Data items

* start *

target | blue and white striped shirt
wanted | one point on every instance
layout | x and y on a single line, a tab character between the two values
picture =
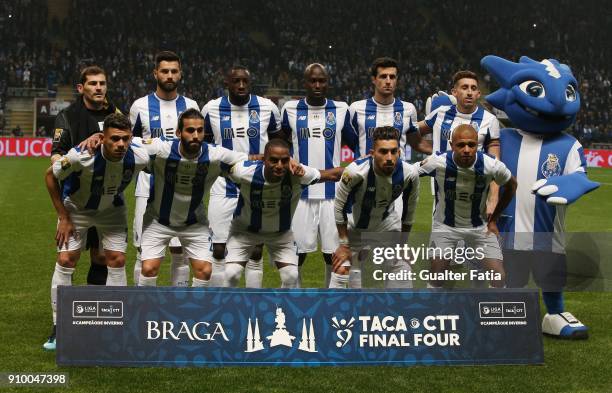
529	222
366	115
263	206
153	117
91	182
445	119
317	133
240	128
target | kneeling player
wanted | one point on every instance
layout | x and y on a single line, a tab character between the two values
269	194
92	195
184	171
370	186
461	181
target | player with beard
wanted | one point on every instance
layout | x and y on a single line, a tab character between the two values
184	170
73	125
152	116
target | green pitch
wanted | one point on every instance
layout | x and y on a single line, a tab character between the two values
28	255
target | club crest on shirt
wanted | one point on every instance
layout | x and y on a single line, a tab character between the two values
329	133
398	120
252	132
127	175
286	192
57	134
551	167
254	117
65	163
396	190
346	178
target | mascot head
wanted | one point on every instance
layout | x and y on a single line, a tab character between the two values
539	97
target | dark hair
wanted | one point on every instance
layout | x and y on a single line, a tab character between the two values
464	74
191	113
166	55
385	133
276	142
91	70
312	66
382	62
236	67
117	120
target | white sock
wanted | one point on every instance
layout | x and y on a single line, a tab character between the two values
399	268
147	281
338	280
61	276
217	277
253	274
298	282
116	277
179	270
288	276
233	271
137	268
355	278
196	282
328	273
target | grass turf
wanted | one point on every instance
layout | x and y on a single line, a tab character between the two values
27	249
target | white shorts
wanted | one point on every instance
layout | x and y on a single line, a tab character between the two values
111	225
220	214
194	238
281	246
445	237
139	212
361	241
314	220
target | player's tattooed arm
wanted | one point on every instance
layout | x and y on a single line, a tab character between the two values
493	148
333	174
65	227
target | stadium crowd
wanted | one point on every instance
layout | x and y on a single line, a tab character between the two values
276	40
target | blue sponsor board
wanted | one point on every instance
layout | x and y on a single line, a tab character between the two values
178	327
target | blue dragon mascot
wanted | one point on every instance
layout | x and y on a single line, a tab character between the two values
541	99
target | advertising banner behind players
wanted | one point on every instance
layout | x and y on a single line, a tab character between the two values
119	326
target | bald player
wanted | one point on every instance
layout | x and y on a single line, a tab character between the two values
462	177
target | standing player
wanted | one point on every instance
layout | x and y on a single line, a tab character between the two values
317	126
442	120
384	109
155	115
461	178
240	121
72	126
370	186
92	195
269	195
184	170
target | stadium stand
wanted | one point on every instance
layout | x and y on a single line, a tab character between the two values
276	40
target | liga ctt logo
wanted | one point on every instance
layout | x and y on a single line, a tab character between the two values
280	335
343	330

* end *
* start *

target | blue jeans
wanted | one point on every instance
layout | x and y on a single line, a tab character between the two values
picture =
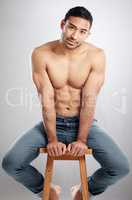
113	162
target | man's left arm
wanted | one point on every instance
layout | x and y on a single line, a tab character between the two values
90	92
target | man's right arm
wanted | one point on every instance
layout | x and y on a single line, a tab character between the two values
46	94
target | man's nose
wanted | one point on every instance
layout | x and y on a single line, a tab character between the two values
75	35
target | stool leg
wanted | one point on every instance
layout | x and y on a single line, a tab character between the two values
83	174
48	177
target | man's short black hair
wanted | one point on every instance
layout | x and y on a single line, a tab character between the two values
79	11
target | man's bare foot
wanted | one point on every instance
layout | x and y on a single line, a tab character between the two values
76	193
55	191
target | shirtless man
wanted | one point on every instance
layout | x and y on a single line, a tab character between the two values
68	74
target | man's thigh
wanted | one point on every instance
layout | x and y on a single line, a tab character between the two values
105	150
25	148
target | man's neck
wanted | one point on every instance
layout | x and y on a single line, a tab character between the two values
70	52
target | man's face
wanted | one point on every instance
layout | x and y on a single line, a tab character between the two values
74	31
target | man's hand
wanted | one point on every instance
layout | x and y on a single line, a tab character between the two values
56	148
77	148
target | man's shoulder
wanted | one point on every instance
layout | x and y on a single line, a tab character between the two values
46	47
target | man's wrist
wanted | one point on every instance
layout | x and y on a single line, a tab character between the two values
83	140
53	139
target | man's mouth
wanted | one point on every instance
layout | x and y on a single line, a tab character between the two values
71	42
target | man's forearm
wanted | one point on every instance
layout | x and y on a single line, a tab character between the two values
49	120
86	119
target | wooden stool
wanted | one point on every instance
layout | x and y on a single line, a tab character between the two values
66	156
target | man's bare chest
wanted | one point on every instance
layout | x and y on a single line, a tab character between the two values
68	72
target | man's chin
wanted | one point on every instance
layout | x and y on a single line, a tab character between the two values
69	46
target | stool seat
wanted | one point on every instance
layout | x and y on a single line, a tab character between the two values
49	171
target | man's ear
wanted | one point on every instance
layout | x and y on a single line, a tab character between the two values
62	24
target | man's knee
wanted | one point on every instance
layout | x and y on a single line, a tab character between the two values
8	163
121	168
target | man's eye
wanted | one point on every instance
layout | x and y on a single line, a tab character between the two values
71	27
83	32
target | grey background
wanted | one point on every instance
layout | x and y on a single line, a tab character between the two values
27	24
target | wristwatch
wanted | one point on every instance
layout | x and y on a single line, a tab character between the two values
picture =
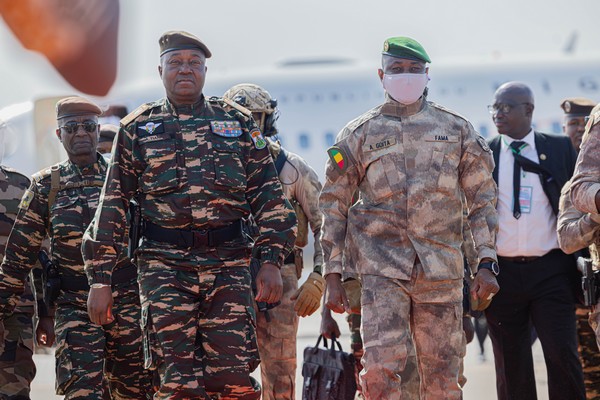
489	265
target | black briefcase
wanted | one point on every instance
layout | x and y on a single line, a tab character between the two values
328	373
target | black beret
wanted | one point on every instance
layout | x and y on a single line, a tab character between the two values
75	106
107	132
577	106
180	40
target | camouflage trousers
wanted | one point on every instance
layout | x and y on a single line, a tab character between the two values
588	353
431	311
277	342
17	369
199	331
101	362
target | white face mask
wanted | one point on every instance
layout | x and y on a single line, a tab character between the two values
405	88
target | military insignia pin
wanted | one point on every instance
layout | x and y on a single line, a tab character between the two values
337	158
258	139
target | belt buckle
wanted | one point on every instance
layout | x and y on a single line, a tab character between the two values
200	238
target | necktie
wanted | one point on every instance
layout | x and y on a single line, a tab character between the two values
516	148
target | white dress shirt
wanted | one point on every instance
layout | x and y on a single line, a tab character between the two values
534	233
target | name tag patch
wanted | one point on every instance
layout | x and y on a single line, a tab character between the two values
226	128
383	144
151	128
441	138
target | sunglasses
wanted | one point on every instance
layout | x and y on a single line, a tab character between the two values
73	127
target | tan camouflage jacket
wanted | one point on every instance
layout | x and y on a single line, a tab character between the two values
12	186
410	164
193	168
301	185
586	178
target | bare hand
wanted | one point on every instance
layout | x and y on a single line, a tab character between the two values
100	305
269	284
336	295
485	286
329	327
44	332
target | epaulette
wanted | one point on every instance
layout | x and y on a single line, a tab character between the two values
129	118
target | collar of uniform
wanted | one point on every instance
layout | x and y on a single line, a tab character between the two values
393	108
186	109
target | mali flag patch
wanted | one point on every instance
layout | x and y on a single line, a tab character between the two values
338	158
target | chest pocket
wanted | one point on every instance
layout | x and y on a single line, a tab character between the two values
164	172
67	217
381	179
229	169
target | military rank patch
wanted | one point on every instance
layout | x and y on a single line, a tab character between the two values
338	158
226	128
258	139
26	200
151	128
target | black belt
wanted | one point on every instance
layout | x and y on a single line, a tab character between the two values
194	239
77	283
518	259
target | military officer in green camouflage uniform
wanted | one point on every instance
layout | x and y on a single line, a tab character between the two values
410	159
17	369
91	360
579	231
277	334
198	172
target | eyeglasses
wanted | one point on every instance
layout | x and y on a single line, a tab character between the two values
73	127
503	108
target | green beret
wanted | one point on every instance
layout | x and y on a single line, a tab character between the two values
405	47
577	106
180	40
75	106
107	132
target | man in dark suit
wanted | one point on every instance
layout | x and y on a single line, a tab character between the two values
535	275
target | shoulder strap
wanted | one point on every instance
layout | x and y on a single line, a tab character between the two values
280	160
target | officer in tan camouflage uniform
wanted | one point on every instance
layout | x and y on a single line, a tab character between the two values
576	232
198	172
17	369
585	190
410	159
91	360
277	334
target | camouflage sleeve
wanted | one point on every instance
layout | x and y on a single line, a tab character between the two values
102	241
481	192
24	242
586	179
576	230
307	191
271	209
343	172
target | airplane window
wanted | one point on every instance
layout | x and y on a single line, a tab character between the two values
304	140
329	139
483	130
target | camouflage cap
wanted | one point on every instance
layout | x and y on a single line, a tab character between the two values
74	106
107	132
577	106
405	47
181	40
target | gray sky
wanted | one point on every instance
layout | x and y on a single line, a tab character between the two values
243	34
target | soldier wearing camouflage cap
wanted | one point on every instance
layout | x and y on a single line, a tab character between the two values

* end *

→ **Exercise directions**
Locate every line in the records above that contains the word "green", treating uppercase and lowercase as distinct, and copy each of those lines.

→ **In response**
target | green pitch
target | military officer in green camouflage uniform
target | green beret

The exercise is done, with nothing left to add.